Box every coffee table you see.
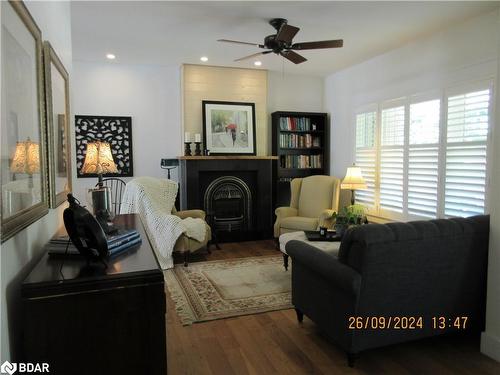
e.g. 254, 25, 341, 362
□ □ □ □ □
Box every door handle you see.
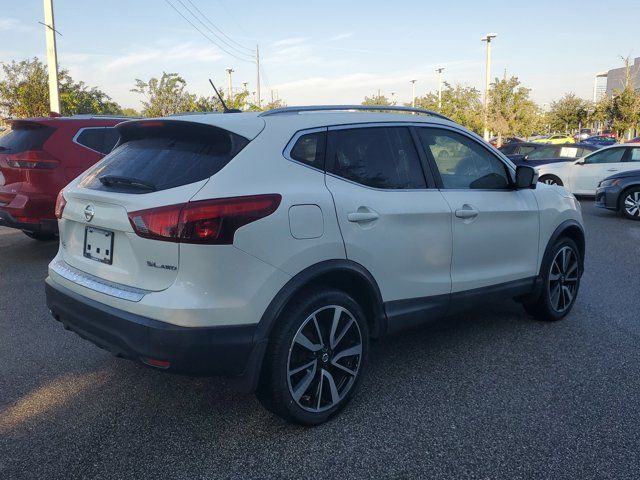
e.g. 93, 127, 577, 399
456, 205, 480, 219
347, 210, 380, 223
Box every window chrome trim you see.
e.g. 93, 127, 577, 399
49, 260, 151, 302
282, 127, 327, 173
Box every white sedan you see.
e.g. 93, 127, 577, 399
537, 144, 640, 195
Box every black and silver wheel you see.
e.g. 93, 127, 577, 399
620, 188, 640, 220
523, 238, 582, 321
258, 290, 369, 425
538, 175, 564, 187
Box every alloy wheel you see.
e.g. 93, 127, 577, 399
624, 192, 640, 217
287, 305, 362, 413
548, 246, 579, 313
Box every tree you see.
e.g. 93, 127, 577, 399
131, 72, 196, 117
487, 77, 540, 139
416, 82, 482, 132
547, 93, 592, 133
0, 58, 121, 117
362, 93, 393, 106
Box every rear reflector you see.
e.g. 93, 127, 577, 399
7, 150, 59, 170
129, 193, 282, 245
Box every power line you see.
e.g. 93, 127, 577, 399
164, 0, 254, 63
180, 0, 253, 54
□ □ □ □ □
§ **Task to complete**
Could you turn the lines from the one with "Box every alloy wheel you see." up to and including the one with "362, 93, 393, 106" into a numbered list, leaving out any blank lines?

§ **Solution to this task**
1. Box every alloy wheel you see.
2. e.g. 93, 127, 577, 399
3. 624, 192, 640, 217
4. 287, 305, 362, 413
5. 548, 246, 579, 313
6. Box every tree you see.
7. e.g. 93, 127, 577, 399
8. 131, 72, 196, 117
9. 487, 77, 540, 139
10. 416, 82, 482, 132
11. 547, 93, 592, 133
12. 0, 58, 121, 117
13. 362, 93, 393, 106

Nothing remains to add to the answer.